• _Passage_
____
Maxwell judge tells jury to deliberate longer due to high COVID cases in New York City

December 28, 2021, 4:41 PM UTC

The judge presiding over Ghislaine Maxwell’s sex-trafficking trial said the “astronomical spike” in COVID cases in New York was a reason for jurors to deliberate an extra hour every evening.

U.S. District Judge Alison Nathan on Tuesday morning asked jurors to stay until 6 p.m. instead of 5 p.m. every night this week until they reach a verdict. She pointed to the growing likelihood that COVID could disrupt deliberations. 

“We now face a higher and escalating risk that the jurors and trial participants may need to quarantine,” she said, adding, “Extending deliberations by an hour gives the jury more time as the jury continues to engage in its thoughtful deliberations.”

The jury had also been expecting to have Thursday and Friday off, but Nathan said that would no longer be the case.
____
Source records:
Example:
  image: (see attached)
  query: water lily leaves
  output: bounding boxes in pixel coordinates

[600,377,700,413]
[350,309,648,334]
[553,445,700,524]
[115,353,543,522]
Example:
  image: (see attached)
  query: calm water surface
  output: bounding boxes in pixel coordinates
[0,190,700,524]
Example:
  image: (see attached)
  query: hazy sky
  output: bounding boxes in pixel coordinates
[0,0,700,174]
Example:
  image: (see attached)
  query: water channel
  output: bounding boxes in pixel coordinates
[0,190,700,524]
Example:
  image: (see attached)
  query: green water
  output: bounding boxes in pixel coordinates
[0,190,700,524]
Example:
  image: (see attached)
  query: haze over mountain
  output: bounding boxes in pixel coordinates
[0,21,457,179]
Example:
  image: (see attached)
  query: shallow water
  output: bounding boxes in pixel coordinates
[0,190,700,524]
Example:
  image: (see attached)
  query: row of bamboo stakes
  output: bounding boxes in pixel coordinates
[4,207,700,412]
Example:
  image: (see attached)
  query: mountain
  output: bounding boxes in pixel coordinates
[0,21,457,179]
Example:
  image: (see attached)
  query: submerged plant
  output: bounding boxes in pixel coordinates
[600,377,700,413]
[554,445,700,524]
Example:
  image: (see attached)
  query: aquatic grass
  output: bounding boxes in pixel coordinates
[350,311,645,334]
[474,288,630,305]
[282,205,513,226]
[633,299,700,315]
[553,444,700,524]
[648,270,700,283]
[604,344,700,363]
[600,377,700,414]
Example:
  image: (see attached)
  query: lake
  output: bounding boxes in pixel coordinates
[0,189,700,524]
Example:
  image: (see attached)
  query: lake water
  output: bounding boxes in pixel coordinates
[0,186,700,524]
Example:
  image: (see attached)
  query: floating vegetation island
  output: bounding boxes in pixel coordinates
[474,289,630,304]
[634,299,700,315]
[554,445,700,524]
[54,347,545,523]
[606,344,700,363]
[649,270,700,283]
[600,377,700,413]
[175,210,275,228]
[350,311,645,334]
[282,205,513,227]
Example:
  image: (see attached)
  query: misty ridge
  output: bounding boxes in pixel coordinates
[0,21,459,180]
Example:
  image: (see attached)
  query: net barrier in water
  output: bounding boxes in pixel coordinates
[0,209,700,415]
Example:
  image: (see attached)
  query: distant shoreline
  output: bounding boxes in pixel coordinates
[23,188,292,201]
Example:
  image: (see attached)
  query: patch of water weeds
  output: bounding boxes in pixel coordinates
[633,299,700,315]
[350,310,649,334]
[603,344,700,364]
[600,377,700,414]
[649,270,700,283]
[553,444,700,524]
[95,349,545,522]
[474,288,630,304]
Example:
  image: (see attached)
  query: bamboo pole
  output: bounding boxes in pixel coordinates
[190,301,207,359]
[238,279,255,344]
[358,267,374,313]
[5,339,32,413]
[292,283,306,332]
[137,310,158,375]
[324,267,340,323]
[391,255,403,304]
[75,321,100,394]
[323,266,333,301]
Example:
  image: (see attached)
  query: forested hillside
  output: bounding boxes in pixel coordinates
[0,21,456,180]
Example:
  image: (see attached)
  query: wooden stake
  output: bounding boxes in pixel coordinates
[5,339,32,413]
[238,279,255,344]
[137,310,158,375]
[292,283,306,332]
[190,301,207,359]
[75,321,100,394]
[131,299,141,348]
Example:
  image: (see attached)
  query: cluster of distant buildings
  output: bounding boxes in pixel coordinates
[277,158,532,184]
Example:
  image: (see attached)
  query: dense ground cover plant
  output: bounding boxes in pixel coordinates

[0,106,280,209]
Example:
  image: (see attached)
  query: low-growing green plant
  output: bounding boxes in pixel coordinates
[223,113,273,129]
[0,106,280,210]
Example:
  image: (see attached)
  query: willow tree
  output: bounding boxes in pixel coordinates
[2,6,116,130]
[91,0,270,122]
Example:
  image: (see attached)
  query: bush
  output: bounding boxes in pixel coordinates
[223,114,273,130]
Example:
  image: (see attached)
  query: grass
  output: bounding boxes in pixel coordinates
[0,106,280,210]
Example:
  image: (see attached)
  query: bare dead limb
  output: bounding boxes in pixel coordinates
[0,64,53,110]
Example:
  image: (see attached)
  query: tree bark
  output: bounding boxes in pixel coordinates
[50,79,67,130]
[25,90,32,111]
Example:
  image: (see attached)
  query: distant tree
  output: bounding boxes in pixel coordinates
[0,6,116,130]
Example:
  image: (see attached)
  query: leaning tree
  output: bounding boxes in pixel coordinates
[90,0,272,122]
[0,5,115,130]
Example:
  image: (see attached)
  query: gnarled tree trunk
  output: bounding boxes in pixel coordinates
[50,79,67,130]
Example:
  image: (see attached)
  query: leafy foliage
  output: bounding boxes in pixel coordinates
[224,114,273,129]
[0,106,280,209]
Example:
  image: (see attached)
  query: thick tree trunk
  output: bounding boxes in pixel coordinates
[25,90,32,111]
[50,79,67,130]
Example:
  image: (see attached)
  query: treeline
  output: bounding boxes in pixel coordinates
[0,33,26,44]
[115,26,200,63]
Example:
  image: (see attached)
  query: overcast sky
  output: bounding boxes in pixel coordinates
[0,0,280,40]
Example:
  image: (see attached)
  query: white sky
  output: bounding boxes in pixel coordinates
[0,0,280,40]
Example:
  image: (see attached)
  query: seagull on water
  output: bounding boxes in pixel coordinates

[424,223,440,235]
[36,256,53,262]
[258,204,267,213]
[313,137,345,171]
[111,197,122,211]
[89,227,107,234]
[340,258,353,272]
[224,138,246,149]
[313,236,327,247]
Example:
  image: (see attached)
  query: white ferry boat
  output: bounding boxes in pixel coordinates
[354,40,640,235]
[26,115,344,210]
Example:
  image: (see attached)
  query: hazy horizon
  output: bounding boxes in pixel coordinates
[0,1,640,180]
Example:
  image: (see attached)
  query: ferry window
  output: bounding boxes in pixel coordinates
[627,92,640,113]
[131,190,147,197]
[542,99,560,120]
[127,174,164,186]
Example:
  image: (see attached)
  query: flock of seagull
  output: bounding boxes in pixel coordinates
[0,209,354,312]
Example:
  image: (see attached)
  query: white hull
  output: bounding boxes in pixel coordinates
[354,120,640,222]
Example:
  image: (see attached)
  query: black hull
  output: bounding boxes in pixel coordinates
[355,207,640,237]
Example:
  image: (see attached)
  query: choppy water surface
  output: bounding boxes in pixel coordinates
____
• _What to do_
[1] In the article about the Maxwell trial jury, until what time did the judge ask jurors to stay each night this week?
[2] Resume the article about the Maxwell jury's deliberations, picking up after its final sentence.

• _Answers_
[1] Until 6 p.m., instead of 5 p.m.

[2]
‘A different place’

“We are simply in a different place regarding the pandemic than we were a week ago,” she said, adding, “It is time to have the jury make plans to continue to deliberate until a verdict is reached.”

The jury began its fifth day of deliberations on Tuesday. Maxwell has pleaded not guilty to charges that she lured and groomed underage girls for sexual abuse by Jeffrey Epstein and participated in some of the abuse herself. The trial began on Nov. 29, and the case went to the jury on Dec. 20.

In a surge fueled by the highly transmissible Omicron variant, New York City has reported a daily average of more than 20,000 confirmed and probable COVID cases in the past week. That’s more than double the daily average over the past 28 days. Though cases are at a record, hospitalizations and deaths for now remain well below record highs reached in 2020.

The court has a number of safety measures in place for jurors, who must wear masks at all times and deliberate at O-shaped tables that allow them to remain at least six feet apart. Starting yesterday, the chief federal judge in Manhattan required any mask worn in the courthouse to be an N-95, KF-94, or KN-95 for extra protection.

But Nathan, unlike some of her colleagues on the federal bench, did not require all jurors to be vaccinated.

—With assistance from Stacie Sherman.